Nothing in the records may change. Print them all again.

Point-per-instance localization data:
● ● ● ●

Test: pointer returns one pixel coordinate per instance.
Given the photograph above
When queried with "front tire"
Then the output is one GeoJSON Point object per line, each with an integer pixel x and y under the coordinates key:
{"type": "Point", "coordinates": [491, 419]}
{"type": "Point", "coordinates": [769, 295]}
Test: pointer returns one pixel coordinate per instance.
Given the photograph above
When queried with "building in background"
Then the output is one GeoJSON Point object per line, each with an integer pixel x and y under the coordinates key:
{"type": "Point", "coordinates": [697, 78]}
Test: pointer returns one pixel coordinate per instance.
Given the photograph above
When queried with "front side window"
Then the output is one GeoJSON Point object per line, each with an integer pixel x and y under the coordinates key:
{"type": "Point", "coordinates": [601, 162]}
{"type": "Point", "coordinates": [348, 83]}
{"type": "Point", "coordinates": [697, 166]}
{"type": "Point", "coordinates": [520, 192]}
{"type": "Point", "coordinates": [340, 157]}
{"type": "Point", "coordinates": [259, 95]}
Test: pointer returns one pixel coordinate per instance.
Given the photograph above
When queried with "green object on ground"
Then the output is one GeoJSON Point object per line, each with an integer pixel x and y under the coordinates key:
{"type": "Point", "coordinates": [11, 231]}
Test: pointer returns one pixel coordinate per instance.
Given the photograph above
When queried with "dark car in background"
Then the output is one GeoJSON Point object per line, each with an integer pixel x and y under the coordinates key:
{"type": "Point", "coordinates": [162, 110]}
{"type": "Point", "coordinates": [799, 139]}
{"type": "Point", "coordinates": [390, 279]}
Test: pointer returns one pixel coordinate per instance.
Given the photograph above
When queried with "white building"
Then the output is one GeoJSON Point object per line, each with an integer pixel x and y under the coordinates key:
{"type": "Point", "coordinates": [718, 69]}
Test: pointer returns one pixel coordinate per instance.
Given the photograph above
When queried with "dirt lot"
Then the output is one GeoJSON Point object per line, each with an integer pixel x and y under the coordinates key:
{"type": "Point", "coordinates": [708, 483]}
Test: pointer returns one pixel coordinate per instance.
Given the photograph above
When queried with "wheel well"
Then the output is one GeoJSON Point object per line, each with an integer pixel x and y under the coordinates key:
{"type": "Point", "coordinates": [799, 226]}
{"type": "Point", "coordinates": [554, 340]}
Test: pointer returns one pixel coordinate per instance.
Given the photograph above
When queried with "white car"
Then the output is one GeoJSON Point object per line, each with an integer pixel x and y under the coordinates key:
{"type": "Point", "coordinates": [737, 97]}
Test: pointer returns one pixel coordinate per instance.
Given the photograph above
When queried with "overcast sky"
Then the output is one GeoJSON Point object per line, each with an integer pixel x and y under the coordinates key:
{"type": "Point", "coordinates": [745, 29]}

● ● ● ●

* Solution below *
Test: pointer returns one pixel coordinate per instance.
Given the photograph above
When queried with "front tire"
Then the output is one GeoJSON Point object per line, each with an integer pixel x and y under the coordinates key:
{"type": "Point", "coordinates": [491, 419]}
{"type": "Point", "coordinates": [769, 295]}
Test: pointer returns one pixel coordinate per instance.
Given the photograph above
When queried with "building in background"
Then the output is one GeoJSON Point object per line, each with an integer pixel x and y under the coordinates key:
{"type": "Point", "coordinates": [697, 78]}
Test: pointer returns one pixel coordinate per instance.
Given the photograph above
When queried with "front side window"
Then the output is one GeoJSON Point object per line, each with an integer pixel x and y under the coordinates key:
{"type": "Point", "coordinates": [601, 162]}
{"type": "Point", "coordinates": [348, 83]}
{"type": "Point", "coordinates": [697, 166]}
{"type": "Point", "coordinates": [520, 192]}
{"type": "Point", "coordinates": [340, 157]}
{"type": "Point", "coordinates": [259, 95]}
Test: pointer returns one pixel coordinate per instance.
Given the photograph above
When queried with "green object on ground"
Then the output is one GeoJSON Point object per line, each with an integer pixel x and y under the coordinates key:
{"type": "Point", "coordinates": [11, 231]}
Test: pointer returns one pixel coordinate per instance.
Given the photograph above
When queried with "dark car in background"
Then the output is one GeoJSON Point object per line, each with an integer pixel x and y under the coordinates key:
{"type": "Point", "coordinates": [162, 110]}
{"type": "Point", "coordinates": [799, 139]}
{"type": "Point", "coordinates": [390, 279]}
Test: pointer returns one pixel coordinate per instance.
Given the photograph above
When queried with "white building"
Then the output is one GeoJSON Point object per line, each with an integer pixel x and y under the coordinates key:
{"type": "Point", "coordinates": [718, 69]}
Test: pointer returns one pixel coordinate per instance.
Given the photograph above
When queried with "dirt lot"
Then the output is one GeoJSON Point object per line, each with an integer pixel x and y under the coordinates key:
{"type": "Point", "coordinates": [708, 483]}
Test: pointer returns one pixel coordinate per instance.
Given the photograph above
When queried with "wheel well"
Then the output is one GeoJSON Point object per line, each with an integer pixel x and y under the coordinates key:
{"type": "Point", "coordinates": [799, 226]}
{"type": "Point", "coordinates": [554, 340]}
Test: pointer returns one pixel coordinate per instance.
Given the photograph above
When queried with "white car"
Then the output is one GeoJSON Point object per line, each with an integer pixel x and y under the coordinates key:
{"type": "Point", "coordinates": [737, 97]}
Test: pointer returns one pixel coordinate per instance.
Given the photograph above
When queried with "overcast sky"
Then the output is one GeoJSON Point object per line, each with an integer pixel x and y under the coordinates key:
{"type": "Point", "coordinates": [745, 29]}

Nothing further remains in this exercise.